TEXTE:

Accompagné cherche accompagnant
L'accompagnement des élèves en situation de handicap dans les établissements scolaires français est marqué par d'importantes difficultés. Malgré les intentions affichées, de nombreux élèves notifiés par la MDPH (Maison départementale des personnes handicapées) se retrouvent en attente d'une aide humaine ou avec un nombre d'heures insuffisant.
Cette carence en personnel complique le travail des enseignants. En effet, ceux-ci doivent accueillir et accompagner des élèves sans l'aide nécessaire.
Des effectifs insuffisants pour des besoins croissants
Les raisons invoquées pour le manque d’AESH (Accompagnant d'élèves en situation de handicap) va de manque de moyens financiers et humains à des difficultés administratives. Chaque année, c’est l’État qui détermine le nombre de création de postes d’accompagnants d’élèves en situation de handicap sur la France, postes qui sont ensuite répartis sur le territoire en fonction des besoins. Pour la rentrée 2025, il était question du recrutement de 2 000 équivalents temps plein, ils étaient 3 000 pour la rentrée 2024. Pour l’année scolaire 2025/2026 c’est environ 140 000 AESH qui ont pris le chemin des classes. Cependant ce nombre reste insuffisant pour accompagner les environs 352 000 élèves notifiés. Et c’est près de 50 000 élèves dans cette situation qui étaient sans solution d'accompagnement à la rentrée 2025, marquant ainsi une augmentation par rapport à l'année précédente.
Précarité du Métier d'AESH
Le métier d’AESH est en crise, comme celui d’enseignant. Les AESH, majoritairement des femmes, sont rémunérés sur une grille indiciaire alignée sur le Smic horaire. La majorité des AESH travaillent à temps partiel. La quotité de travail la plus fréquente est de 62% soit un accompagnement de 24 heures par semaine en classe, calculé sur 41 semaines par an, incluant le temps de préparation et de concertation. Chaque année, l’Éducation nationale perd de nombreux AESH qui préfèrent un emploi mieux payé et mieux reconnu.
Les AESH sont des agents contractuels de droit public. Le recrutement se fait par des contrats de droit public (CDD de trois ans, renouvelable une fois, puis CDI). L'absence d'un statut de fonctionnaire de catégorie B, revendiqué par les syndicats, prive les AESH de garanties d'emploi et de progression salariale stable, contribuant à la faible attractivité du métier et au fort turnover.
La faiblesse des salaires, le temps partiel imposé, et le manque de prise en charge des contraintes liées à la mobilité sont les principaux facteurs qui font de la profession d'AESH un métier essentiel, mais profondément précaire.
Les effets de la pénurie d’AESH
Dans certaines régions, les MDPH se sont vu imposer de ne plus notifier d’AESH individualisés par les rectorats en raison du risque de recours en justice par les familles en cas de non-respect du quota d'heures. A contrario, certaines MDPH se battent encore pour faire respecter les droits des élèves en situation de handicap.

(Lignes de régions étiquetées)

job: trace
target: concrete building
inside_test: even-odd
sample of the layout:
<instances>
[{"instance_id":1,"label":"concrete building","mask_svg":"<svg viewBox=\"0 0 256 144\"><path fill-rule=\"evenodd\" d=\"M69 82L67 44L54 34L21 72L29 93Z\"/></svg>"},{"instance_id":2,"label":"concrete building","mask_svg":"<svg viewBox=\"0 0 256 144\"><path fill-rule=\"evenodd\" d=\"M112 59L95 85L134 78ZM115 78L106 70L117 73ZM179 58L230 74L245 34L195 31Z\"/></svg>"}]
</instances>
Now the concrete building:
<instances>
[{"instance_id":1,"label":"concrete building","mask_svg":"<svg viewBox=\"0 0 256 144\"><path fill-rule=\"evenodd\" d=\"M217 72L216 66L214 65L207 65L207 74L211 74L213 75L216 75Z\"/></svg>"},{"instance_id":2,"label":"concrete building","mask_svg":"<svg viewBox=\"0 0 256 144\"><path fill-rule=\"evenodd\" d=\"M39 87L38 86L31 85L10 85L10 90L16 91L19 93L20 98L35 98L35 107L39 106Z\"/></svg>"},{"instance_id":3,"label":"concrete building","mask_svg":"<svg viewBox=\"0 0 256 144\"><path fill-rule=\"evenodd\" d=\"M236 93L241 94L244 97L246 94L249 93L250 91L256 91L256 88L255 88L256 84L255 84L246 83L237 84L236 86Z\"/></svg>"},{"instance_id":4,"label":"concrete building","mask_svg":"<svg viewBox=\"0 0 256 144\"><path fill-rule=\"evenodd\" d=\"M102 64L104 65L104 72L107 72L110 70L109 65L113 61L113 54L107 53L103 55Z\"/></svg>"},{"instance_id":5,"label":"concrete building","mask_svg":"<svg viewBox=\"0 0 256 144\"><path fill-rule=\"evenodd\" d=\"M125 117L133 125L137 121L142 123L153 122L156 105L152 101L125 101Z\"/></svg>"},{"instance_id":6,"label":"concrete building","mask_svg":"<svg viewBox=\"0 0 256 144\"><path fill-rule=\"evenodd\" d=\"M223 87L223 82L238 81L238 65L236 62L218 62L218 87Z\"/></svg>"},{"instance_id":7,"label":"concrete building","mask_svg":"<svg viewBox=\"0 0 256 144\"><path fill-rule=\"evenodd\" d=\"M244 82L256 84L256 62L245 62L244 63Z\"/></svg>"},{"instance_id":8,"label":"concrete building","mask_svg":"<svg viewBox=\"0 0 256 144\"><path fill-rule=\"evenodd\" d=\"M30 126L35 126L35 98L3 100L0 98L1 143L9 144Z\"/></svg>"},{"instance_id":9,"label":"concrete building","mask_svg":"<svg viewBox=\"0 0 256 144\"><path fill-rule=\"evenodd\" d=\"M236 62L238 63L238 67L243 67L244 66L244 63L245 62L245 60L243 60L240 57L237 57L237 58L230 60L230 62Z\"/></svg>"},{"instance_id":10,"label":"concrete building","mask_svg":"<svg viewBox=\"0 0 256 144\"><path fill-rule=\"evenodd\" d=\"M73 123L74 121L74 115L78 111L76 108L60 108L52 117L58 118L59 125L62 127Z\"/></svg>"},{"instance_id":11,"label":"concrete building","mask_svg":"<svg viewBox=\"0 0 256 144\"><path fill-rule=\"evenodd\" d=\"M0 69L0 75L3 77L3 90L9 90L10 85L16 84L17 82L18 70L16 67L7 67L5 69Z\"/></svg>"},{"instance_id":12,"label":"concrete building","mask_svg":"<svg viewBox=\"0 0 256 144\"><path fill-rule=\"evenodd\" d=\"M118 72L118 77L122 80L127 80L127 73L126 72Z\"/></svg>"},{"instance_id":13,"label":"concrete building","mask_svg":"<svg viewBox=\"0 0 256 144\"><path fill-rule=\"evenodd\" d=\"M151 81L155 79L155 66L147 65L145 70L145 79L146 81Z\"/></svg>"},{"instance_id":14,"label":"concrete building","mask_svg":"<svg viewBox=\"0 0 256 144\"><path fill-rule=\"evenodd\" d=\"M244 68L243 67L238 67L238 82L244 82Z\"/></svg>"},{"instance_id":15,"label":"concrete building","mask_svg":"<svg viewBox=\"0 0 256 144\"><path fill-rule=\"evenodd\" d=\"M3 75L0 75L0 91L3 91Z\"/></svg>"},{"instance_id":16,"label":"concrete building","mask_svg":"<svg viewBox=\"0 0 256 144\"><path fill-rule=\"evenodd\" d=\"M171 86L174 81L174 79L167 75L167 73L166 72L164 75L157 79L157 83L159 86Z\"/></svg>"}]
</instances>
* * *
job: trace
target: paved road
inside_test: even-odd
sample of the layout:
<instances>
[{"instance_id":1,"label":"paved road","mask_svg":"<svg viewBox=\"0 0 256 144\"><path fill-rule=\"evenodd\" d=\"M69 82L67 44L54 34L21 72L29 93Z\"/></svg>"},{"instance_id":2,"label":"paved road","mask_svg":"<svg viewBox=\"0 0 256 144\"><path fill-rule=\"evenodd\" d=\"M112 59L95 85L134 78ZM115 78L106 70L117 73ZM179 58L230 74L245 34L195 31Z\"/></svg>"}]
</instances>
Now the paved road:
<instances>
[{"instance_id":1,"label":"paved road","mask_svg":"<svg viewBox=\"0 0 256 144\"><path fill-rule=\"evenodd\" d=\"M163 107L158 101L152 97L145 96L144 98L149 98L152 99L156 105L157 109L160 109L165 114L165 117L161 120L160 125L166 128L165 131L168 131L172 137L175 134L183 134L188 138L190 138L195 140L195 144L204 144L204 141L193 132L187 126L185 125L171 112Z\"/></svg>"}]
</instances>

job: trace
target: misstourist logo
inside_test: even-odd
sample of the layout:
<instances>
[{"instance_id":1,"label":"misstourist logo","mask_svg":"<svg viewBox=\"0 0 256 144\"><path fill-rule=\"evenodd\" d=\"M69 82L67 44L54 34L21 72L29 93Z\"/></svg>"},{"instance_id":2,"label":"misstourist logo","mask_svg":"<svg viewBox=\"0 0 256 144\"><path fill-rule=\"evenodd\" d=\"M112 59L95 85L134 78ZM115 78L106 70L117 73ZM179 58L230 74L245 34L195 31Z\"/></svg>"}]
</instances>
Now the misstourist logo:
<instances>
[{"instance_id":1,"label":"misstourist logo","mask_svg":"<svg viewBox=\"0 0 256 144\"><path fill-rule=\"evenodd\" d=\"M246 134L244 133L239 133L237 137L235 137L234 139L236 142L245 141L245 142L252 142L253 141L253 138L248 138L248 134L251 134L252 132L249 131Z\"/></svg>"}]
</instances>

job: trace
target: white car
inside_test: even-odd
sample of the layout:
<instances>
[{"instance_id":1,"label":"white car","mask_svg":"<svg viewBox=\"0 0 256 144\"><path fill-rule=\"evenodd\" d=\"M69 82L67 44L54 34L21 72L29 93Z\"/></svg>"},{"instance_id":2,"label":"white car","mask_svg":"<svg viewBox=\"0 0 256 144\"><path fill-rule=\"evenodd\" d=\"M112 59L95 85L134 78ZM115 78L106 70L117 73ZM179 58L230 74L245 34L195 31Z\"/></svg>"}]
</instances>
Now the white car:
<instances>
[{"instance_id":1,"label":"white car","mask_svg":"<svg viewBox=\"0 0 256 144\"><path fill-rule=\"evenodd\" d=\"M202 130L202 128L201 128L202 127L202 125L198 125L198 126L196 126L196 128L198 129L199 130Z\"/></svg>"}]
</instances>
--
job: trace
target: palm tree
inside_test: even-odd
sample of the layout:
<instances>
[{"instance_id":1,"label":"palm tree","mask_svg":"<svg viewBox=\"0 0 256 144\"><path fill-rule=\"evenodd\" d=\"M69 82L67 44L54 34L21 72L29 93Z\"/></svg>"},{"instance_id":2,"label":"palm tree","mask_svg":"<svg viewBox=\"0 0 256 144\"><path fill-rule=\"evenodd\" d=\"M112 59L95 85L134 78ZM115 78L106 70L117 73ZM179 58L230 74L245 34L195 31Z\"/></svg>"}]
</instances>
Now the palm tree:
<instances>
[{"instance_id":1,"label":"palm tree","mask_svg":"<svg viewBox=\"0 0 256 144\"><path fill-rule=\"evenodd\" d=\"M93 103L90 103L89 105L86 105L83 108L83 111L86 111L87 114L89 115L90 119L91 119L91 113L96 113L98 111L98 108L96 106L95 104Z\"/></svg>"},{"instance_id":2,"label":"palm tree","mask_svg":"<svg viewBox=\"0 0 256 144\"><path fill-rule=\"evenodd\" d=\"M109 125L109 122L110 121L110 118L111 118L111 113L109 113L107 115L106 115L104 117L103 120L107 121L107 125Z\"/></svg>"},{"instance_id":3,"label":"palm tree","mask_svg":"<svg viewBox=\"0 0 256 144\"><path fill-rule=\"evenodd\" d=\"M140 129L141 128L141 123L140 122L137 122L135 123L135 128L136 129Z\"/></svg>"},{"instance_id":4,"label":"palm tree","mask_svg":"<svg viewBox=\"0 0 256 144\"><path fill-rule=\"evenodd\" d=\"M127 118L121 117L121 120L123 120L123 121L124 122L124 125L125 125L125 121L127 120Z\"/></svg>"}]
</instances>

CONSIGNE ÉCRITE A: D'après le texte sur l'accompagnement des élèves en situation de handicap, quelle est la quotité de travail la plus fréquente chez les AESH ?
CONSIGNE ÉCRITE B: Poursuivez le texte sur l'accompagnement des élèves en situation de handicap en reprenant juste après sa dernière phrase.

RÉPONSE FINALE A: Elle est de 62 %, soit un accompagnement de 24 heures par semaine en classe.

RÉPONSE FINALE B:
La pénurie d’AESH impose une certaine flexibilité à ceux qui sont en poste. En effet, ils peuvent être amenés à intervenir sur un nombre d'établissements de plus en plus grand, parfois éloignés les uns des autres et à accompagner un nombre croissant d’élèves en situation de handicap.
Le remboursement des frais de transport reste un point de tension majeur. Le cas des 24 AESH licenciés en Ille-et-Vilaine, à la rentrée 2025, pour avoir refusé d'étendre leur secteur d'intervention sans prise en charge des frais kilométriques, est emblématique. Certains AESH étaient pourtant titularisés après 6 ans de service. Pour des salaires modestes, les frais d'essence ou l'usure du véhicule deviennent une charge insoutenable, aggravant la précarité.
Un Accompagnement Incomplet et Précaire
Les élèves ayant une notification d'accompagnement individualisé voient rarement leur quota d'heures respecté. Il arrive que des élèves notifiés pour 18 heures bénéficient de moins de 6 heures d'accompagnement. Les élèves avec une notification d'AESH mutualisé sont souvent les plus pénalisés.
Dans le cas de notification d’AESH mutualisé, c’est l’équipe éducative qui doit définir le nombre d’heures d’accompagnement dont les élèves ont besoin. Mais que dire quand il n’y a qu’un AESH pour 10 élèves et surtout lorsque certains ont une notification de plus de 10 heures. Les chefs d’établissements attendent la prochaine campagne de recrutement pour pouvoir, peut-être enfin, répondre aux besoins de chacun de leurs élèves en situation de handicap.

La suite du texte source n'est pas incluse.